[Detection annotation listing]
= = = = =
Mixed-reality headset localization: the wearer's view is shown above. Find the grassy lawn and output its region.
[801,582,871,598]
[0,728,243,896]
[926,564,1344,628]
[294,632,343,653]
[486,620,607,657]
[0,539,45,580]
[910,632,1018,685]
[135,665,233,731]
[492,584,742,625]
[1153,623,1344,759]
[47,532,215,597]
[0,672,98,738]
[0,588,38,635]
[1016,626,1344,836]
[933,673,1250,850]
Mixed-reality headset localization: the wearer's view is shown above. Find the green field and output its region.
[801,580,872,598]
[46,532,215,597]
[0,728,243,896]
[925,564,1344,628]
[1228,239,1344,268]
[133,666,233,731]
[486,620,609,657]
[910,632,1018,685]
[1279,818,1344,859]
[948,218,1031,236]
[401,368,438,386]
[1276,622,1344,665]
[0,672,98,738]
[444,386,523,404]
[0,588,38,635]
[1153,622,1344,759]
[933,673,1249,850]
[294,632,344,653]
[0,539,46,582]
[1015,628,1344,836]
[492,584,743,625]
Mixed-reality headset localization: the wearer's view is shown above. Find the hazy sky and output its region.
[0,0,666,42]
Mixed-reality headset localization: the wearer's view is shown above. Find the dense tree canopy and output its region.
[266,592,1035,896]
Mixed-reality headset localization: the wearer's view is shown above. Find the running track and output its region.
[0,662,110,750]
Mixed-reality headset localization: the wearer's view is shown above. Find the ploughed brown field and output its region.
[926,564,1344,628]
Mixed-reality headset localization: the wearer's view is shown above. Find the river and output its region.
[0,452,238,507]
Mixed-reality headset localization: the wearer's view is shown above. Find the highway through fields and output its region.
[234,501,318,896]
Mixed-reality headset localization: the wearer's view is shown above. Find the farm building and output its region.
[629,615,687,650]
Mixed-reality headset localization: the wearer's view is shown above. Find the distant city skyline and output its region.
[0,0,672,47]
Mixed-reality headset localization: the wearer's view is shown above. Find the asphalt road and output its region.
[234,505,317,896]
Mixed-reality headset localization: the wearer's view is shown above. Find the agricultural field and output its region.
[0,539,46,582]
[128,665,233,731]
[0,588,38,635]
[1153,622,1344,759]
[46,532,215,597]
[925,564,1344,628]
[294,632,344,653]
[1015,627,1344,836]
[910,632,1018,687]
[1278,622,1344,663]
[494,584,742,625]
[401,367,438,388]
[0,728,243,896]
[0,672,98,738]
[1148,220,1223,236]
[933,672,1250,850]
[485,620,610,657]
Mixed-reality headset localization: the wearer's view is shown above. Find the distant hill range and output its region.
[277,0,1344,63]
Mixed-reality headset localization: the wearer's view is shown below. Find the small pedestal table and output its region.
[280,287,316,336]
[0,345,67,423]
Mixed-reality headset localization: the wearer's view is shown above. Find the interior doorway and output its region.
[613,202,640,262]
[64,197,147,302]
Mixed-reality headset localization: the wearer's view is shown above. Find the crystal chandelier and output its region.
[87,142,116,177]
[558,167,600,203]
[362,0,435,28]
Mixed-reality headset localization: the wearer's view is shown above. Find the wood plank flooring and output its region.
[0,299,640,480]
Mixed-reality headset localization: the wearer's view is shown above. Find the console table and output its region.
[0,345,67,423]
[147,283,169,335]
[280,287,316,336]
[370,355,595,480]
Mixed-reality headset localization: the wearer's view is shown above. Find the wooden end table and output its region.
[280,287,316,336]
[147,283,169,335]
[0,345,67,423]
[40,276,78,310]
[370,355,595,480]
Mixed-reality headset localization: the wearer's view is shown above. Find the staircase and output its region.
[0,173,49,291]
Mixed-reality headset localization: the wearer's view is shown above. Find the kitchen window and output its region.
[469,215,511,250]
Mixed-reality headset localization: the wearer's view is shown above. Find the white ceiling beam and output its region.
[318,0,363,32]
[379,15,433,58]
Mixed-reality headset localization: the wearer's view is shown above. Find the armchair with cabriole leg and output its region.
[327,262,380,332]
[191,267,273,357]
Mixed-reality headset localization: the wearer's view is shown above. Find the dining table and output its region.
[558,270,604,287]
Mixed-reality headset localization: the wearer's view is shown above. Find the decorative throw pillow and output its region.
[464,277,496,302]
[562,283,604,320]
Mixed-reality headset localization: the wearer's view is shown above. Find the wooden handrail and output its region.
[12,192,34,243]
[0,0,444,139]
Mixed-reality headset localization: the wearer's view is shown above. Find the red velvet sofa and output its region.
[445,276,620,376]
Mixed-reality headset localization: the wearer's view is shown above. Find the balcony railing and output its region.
= = = = =
TASK PROMPT:
Reproduce the listing above line for line, with nothing changed.

EXERCISE RESPONSE:
Mixed-reality headset localization: the wearer's view is shown above. Find the grassy lawn and output its region.
[801,582,871,598]
[0,728,243,896]
[926,564,1344,628]
[294,632,343,653]
[486,620,607,657]
[0,539,45,580]
[910,632,1018,685]
[135,665,233,731]
[492,584,742,625]
[1153,623,1344,759]
[47,532,215,597]
[0,672,98,738]
[0,588,38,635]
[1016,626,1344,836]
[933,673,1250,850]
Mixed-reality headset localization: the wearer's view is shown above. Find the green field and output its region.
[801,580,872,598]
[46,532,215,597]
[0,728,243,896]
[925,564,1344,628]
[1228,239,1344,268]
[133,666,233,731]
[486,620,609,657]
[910,632,1018,685]
[1279,818,1344,859]
[948,218,1031,236]
[401,368,438,386]
[1276,622,1344,665]
[0,672,98,738]
[444,386,523,404]
[0,588,38,635]
[1153,622,1344,759]
[933,673,1249,850]
[294,632,344,653]
[0,539,46,582]
[1015,628,1344,836]
[492,584,743,625]
Mixed-reality headset localization: the wearer's view is shown above. Find the hazy sky and output its region.
[0,0,666,42]
Mixed-reality headset localization: the wearer's view is shown above. Find the dense tree canopy and output its region.
[266,592,1035,896]
Mixed-reality headset localization: the wearer's view is shown above. Find the running track and output its region.
[0,662,110,750]
Mixed-reality headset localization: the wearer's view is shown above. Find the ploughed brown field and output its region.
[926,564,1344,628]
Mixed-reality headset localization: the wearer's view is shown above. Find the river and output its region.
[0,452,238,507]
Mixed-reality headset localization: the wearer's view is shown above. Find the highway through fields and output its region.
[234,501,318,896]
Mixed-reality headset localization: the wearer's view is shown above. Find the farm building and output its region.
[629,615,687,650]
Mixed-reality headset localization: the wearer's view is shown above. Find the distant city skyline and output its region.
[0,0,672,47]
Mixed-reality headset localization: the wearer's view is shown above. Find the asphalt road and output its region.
[234,505,317,896]
Mixed-reality headset localization: the wearer's view is shown above. Find the agricultural field and output its region.
[0,539,46,582]
[128,665,233,731]
[0,588,38,635]
[1153,622,1344,759]
[46,532,215,597]
[925,564,1344,628]
[294,632,344,653]
[1015,627,1344,836]
[910,632,1018,687]
[1278,622,1344,663]
[494,584,742,625]
[401,367,438,388]
[0,728,243,896]
[0,672,98,738]
[1148,220,1223,236]
[933,672,1250,850]
[485,620,610,657]
Mixed-reality headset localization: the wearer's view is shown above. Find the distant hill range and output its region.
[277,0,1344,63]
Mixed-reality headset localization: the wearer's view is shown below. Find the small pedestal table and output its region.
[280,287,316,336]
[0,345,67,423]
Mixed-reality headset localization: the wearer's view is shown above. Find the interior doorway and output its region.
[613,202,640,262]
[64,197,147,302]
Mixed-reality headset localization: the wearer's view is shown above. Find the crystal chandelier and output its region.
[87,142,116,177]
[558,167,600,203]
[362,0,435,28]
Mixed-reality headset localization: the wearer's view is shown above. Find the wood plank flooring and output its region.
[0,299,640,480]
Mixed-reality headset localization: the wearer's view is shown above. Find the console table and output its region.
[0,345,67,423]
[147,283,169,335]
[280,287,316,336]
[370,355,595,480]
Mixed-reality headset localization: the wearer's view is shown above. Find the wooden end table and output its region.
[280,287,316,336]
[147,283,169,335]
[0,345,67,423]
[40,276,78,310]
[370,355,595,480]
Mixed-reality headset localization: the wearer's view is shown above. Find the staircase and output its region.
[0,173,49,291]
Mixed-reality headset localization: the wearer's view is shown above. Find the kitchen window and output its region.
[469,215,511,250]
Mixed-reality headset localization: the wearer's view is shown above. Find the white ceiling beam and output its region.
[318,0,363,32]
[379,15,433,58]
Mixed-reality headset localization: the wearer's view is shown above. Find the armchair with cabriole leg and output its region.
[327,262,380,332]
[191,267,273,357]
Mixed-reality headset localization: the wearer's view is shown above. Find the dining table and output its region.
[558,270,604,287]
Mixed-reality headset localization: the wearer's view is shown above. Find the decorative throw pillow and output its region.
[464,277,496,302]
[562,283,604,320]
Mixed-reality headset localization: the wearer's view is shown above. Find the wooden handrail and output its region.
[12,192,34,243]
[0,0,444,139]
Mixed-reality headset localization: the wearer's view is shown above. Find the red velvet sofa and output its region.
[445,276,620,376]
Mixed-reality headset localization: the wearer's view is shown above. Find the balcony railing and output its region.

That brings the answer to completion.